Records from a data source

┌──

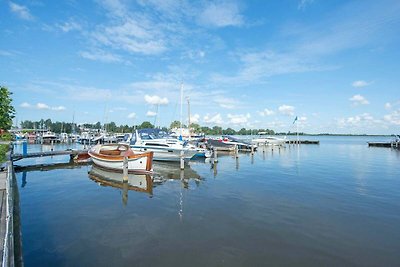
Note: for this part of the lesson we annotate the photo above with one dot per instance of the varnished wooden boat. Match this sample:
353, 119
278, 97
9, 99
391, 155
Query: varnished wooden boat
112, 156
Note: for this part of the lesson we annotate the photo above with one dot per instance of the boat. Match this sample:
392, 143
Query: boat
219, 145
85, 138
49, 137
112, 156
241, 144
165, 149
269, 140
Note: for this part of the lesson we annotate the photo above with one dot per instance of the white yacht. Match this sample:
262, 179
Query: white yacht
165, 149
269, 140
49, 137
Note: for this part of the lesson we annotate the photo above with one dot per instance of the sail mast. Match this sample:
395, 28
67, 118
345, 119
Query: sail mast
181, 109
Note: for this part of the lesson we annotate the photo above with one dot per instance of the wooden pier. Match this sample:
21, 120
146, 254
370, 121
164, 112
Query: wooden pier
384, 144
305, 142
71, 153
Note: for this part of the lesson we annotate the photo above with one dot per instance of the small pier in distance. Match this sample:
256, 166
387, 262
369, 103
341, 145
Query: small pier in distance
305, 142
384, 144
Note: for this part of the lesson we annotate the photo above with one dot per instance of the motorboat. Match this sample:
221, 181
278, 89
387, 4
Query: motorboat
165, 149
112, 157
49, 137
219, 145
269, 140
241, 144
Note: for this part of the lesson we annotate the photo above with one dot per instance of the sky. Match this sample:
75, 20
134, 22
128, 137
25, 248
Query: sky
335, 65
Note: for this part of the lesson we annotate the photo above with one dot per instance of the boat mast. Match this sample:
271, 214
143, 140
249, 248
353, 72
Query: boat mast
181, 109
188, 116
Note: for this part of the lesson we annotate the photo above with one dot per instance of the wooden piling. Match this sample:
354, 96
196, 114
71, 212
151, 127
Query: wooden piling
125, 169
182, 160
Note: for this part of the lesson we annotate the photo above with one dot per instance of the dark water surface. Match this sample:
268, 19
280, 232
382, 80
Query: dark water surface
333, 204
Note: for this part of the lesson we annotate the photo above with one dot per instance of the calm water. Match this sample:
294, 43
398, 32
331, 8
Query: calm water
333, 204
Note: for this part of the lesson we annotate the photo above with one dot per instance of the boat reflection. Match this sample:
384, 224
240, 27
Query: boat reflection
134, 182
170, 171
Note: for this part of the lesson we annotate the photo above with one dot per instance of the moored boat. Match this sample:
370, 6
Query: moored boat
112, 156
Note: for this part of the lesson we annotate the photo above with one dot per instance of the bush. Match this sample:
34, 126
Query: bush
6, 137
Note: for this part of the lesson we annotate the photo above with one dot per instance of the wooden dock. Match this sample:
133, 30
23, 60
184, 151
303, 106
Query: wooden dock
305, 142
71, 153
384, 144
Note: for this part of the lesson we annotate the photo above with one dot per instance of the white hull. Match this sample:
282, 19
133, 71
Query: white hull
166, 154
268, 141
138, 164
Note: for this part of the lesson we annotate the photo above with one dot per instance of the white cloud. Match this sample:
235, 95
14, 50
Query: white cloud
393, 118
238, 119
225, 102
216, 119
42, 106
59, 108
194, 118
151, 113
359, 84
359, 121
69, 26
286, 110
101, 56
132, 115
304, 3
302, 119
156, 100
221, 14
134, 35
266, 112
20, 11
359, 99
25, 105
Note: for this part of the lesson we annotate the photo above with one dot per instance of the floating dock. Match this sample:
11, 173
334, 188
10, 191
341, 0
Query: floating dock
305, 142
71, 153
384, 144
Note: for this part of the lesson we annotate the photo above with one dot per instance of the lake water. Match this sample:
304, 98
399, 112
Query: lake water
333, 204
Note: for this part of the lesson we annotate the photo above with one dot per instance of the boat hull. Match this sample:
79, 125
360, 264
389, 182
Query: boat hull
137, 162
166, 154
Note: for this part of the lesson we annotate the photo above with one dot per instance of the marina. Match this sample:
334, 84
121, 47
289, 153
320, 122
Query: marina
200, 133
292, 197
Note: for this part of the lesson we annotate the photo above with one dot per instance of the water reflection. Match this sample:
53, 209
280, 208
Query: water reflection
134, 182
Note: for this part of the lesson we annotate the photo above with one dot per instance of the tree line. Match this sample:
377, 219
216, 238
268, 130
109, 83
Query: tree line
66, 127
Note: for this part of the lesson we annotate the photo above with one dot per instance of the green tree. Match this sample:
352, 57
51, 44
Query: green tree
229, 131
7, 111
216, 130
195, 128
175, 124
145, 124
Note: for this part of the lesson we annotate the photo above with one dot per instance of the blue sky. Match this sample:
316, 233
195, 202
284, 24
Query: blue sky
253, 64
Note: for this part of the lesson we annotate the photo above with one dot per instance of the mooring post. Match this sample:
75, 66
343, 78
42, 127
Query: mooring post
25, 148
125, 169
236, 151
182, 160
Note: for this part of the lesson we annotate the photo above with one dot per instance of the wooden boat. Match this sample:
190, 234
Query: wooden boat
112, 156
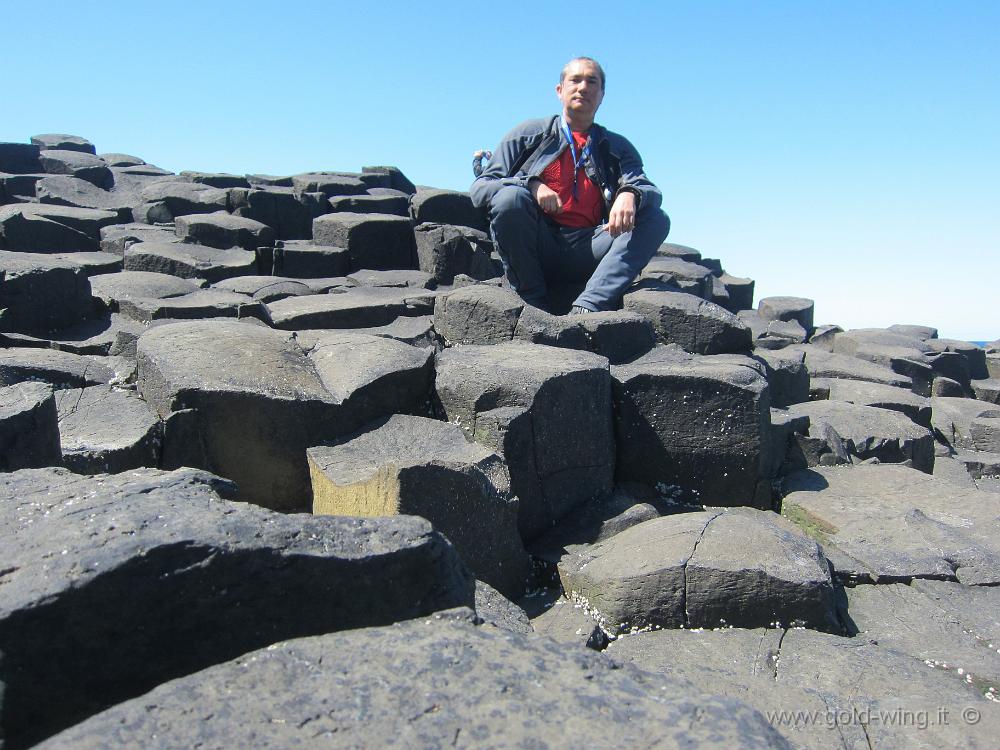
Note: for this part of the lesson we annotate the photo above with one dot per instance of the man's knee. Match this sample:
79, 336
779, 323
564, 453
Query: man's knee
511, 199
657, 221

└──
┌──

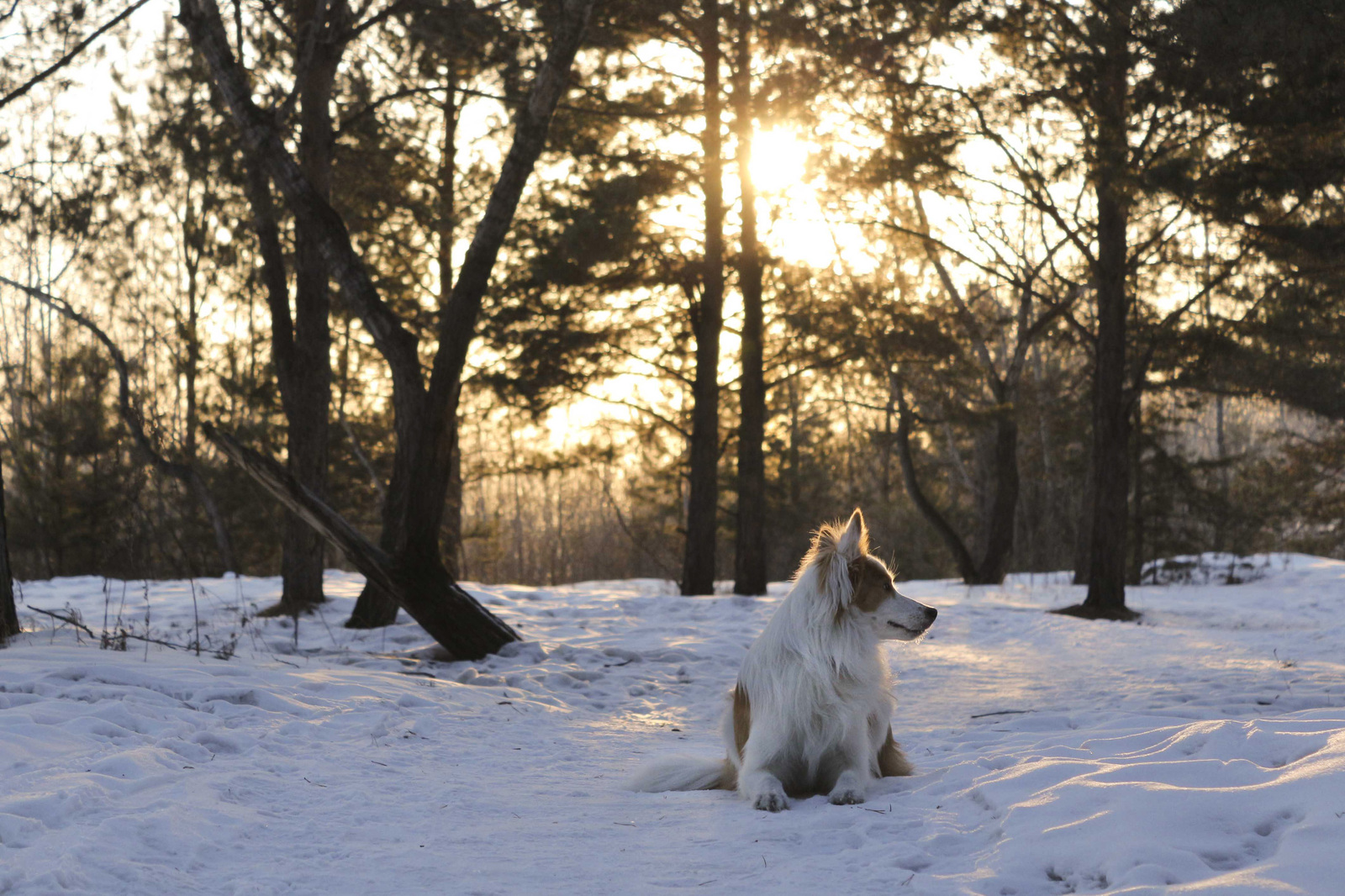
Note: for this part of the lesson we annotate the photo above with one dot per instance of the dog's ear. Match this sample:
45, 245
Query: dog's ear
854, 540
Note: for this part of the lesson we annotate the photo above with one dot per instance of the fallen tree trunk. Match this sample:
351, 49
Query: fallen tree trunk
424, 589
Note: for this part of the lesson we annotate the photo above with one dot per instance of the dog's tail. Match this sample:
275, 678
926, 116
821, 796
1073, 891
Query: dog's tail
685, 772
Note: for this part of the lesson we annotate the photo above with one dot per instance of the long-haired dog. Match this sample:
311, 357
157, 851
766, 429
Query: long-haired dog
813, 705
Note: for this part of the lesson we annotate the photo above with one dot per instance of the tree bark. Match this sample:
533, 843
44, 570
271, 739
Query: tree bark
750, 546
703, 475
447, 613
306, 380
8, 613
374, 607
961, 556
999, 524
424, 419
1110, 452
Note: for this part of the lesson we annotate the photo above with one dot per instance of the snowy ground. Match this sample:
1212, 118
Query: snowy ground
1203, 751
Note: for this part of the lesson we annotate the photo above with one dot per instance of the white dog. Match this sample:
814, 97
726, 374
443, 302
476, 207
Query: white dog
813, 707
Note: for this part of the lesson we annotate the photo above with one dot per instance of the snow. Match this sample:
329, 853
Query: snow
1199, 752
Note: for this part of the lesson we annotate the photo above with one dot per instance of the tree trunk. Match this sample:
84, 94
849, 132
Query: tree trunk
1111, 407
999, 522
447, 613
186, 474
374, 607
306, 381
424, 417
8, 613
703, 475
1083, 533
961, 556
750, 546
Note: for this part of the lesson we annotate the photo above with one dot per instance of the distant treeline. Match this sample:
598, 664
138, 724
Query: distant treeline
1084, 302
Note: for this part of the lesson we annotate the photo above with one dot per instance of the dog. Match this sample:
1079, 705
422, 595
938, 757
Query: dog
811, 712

└──
┌──

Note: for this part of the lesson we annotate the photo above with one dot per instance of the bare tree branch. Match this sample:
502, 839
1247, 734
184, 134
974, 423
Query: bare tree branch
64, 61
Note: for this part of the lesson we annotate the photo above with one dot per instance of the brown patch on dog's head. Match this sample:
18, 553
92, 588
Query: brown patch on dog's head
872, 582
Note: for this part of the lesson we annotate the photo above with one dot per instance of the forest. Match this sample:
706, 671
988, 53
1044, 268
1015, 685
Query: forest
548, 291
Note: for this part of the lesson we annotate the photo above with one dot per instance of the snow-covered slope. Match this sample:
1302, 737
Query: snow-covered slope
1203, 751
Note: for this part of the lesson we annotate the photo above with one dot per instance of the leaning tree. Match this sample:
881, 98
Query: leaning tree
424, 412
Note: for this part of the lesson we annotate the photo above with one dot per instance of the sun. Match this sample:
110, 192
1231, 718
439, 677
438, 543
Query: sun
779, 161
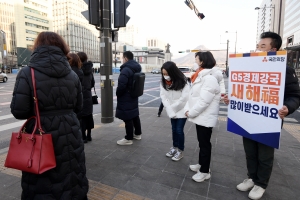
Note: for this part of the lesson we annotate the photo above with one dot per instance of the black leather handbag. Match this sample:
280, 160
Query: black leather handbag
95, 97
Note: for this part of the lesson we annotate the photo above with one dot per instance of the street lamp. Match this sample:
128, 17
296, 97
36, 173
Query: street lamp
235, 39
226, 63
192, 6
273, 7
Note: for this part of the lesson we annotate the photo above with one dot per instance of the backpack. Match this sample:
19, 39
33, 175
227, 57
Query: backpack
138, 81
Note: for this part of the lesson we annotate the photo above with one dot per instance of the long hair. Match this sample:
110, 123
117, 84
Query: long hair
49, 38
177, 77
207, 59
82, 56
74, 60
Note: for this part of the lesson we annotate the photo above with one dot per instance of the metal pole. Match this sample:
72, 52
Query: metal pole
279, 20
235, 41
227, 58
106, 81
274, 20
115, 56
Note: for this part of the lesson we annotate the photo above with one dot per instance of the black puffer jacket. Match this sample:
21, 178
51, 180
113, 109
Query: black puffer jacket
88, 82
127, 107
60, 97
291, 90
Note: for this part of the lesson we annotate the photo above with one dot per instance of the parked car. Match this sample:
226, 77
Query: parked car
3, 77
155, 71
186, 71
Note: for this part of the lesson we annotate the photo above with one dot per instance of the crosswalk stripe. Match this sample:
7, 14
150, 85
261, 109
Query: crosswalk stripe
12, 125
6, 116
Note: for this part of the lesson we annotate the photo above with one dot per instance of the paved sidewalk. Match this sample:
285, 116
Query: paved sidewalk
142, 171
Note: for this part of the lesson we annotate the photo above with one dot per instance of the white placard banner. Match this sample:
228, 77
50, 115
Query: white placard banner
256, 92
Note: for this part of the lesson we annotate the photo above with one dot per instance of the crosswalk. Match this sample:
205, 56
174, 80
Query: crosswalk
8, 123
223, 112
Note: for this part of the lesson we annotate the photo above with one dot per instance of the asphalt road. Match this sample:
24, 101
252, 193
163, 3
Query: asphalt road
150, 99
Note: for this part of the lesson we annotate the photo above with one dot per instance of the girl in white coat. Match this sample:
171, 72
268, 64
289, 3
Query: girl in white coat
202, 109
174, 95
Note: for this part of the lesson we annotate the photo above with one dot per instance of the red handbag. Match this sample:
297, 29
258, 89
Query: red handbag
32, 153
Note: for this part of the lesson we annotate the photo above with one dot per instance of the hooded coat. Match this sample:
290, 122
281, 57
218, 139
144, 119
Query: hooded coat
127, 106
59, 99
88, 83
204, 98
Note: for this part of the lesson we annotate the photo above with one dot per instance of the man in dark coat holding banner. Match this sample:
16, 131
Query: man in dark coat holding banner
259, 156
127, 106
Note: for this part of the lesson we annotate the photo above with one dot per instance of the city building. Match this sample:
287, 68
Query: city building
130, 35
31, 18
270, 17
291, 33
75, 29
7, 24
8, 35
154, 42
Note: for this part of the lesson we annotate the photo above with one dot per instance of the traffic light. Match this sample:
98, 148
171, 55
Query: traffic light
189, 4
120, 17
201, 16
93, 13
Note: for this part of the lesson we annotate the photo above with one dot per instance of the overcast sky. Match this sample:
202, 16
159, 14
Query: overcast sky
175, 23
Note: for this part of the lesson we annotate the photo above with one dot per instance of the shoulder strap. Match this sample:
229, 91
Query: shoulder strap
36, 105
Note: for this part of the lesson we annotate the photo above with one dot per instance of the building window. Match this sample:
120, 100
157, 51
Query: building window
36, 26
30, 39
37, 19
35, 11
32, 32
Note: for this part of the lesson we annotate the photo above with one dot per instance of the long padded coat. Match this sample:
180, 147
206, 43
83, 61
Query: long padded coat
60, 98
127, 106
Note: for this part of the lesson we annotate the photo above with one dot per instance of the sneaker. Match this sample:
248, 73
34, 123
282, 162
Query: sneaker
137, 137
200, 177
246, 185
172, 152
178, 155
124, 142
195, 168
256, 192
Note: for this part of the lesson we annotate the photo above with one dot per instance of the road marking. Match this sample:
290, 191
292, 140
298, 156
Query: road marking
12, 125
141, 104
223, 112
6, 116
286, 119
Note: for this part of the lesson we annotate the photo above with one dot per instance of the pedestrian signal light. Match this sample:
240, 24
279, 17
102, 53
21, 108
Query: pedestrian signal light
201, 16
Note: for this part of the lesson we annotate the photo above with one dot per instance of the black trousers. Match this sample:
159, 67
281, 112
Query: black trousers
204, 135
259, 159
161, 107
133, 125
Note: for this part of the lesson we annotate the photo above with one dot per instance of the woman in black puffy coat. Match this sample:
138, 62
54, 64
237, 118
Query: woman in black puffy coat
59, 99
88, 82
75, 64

└──

▸ Task brief: Show every line of the material above that contains the word "lamp".

▸ Completed exercise:
Note: for this part of the lesson we annotate the photo above with one dot per instance of the street lamp. Match this sample:
Query: street lamp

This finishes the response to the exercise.